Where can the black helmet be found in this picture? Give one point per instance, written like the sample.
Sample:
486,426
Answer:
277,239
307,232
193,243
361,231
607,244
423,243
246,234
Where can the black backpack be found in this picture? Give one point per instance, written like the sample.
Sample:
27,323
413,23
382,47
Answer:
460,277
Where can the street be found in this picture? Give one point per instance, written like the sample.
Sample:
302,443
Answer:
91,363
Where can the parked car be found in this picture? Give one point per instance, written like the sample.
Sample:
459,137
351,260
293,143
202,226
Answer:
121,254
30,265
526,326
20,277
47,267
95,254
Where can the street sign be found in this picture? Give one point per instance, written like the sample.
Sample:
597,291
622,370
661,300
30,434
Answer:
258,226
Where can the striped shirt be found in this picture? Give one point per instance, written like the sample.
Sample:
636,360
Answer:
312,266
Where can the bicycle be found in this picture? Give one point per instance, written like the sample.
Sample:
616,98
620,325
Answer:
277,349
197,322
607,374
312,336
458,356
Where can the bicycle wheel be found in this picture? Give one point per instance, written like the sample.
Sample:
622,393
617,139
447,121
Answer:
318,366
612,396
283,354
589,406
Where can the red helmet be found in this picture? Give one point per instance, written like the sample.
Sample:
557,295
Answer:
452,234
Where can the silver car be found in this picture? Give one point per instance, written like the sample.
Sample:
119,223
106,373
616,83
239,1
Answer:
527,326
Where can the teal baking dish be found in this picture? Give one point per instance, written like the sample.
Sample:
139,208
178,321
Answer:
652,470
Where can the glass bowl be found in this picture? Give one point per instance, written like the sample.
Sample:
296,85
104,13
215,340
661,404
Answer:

※ ※ ※

-- WORK REQUEST --
In the listing, find every line with the word "helmet" and state how many there are, nothing more.

-- YOUR RESPONSE --
2